## Material provided
(begin)
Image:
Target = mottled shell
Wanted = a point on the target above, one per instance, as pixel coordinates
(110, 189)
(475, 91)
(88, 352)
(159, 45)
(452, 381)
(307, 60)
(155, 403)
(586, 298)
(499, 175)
(end)
(begin)
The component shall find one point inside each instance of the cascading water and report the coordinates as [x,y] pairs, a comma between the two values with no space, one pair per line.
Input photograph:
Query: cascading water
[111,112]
(end)
## What needs to be done
Please list each line of the data above that contains the word "instance".

## Complete output
Wanted = a point on the target above, one per instance, as pixel coordinates
The component shall find one point inside each instance of the cascading water and report the coordinates as [x,y] pairs, a comma between the two values with no space, one pair per line.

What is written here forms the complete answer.